**** Given information ****

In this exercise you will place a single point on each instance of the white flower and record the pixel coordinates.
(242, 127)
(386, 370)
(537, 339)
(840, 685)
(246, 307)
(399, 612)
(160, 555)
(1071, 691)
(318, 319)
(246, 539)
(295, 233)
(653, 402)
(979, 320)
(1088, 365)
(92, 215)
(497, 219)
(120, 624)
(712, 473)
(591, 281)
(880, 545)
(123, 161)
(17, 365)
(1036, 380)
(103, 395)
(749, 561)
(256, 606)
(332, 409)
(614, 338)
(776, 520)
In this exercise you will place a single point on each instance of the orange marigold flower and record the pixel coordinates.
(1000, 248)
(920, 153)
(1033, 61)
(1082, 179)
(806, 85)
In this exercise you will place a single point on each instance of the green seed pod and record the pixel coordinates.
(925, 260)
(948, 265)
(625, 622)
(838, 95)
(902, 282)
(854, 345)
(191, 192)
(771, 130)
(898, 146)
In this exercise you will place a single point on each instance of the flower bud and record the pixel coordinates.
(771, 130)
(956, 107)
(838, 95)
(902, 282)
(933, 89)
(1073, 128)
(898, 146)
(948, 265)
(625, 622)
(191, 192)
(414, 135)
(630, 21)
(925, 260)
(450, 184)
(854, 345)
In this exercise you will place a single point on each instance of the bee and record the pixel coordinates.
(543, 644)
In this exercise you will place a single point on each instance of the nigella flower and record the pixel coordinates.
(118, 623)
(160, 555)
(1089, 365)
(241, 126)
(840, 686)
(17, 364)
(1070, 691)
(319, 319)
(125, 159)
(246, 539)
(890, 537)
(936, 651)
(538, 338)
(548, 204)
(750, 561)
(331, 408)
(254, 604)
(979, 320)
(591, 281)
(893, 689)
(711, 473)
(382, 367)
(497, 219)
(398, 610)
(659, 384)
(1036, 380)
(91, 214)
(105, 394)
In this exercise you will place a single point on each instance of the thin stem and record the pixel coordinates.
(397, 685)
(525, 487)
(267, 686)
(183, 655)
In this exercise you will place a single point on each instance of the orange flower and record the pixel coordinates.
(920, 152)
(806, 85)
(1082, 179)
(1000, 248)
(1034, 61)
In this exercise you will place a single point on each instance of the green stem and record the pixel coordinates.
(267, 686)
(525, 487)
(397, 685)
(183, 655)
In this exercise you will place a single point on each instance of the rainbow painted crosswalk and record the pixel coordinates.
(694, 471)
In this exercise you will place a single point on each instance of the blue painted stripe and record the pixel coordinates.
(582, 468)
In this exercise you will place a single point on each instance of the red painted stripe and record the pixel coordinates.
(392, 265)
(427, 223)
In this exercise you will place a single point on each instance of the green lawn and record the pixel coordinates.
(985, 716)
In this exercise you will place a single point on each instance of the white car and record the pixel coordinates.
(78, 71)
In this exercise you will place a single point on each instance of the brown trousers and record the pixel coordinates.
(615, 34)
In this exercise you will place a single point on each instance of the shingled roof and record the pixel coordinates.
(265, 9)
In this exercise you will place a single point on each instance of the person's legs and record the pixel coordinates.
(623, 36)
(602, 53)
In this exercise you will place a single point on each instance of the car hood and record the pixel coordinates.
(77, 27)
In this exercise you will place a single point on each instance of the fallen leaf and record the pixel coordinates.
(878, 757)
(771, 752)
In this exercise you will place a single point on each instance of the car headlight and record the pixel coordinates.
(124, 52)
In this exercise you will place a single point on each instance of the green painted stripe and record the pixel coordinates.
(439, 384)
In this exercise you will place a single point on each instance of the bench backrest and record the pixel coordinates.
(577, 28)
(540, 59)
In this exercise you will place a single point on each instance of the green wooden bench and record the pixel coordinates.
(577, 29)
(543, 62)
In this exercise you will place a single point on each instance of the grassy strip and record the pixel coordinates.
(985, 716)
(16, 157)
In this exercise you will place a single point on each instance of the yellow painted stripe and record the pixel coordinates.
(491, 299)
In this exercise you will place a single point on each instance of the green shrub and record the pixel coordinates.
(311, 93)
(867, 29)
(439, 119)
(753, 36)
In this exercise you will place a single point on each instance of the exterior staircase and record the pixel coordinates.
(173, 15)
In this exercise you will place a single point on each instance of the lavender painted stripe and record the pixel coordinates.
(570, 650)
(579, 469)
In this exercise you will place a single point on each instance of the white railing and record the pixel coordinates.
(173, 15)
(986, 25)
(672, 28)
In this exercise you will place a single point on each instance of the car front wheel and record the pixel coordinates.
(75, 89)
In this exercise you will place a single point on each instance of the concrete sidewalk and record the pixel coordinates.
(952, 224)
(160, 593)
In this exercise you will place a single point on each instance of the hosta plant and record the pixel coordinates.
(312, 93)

****

§ **Exercise requirements**
Return precisely the lines of the records, starting with the line that holds "strip and record the pixel coordinates." and ending with the last one.

§ **Result of this exercise**
In this exercise you will place a single point on each instance of the grassy strip and record the pixel coordinates.
(985, 716)
(16, 157)
In this exercise you will place a single point on each instance of the yellow painted stripe and record the pixel coordinates.
(491, 299)
In this exercise you will place a single point on each instance of the green shrub and record the pixel coordinates.
(311, 93)
(867, 29)
(439, 119)
(753, 36)
In this exercise you will place a single point on each instance of the exterior staircase and record the pixel coordinates.
(173, 15)
In this exercise you will place a single point on each instance of the lavender painted stripe and record the pixel coordinates.
(570, 650)
(579, 469)
In this exercise you will place a single point on each instance of the white railing and record the pixel coordinates.
(173, 15)
(986, 25)
(672, 28)
In this exercise you will place a single point on each instance of the car front wheel and record the pixel coordinates.
(75, 89)
In this exercise you will place a single point on each instance of the concrete sidewalk and record the pixel coordinates.
(952, 224)
(160, 593)
In this exercise you will place a single point on each instance of the hosta plant and record the pixel coordinates.
(312, 93)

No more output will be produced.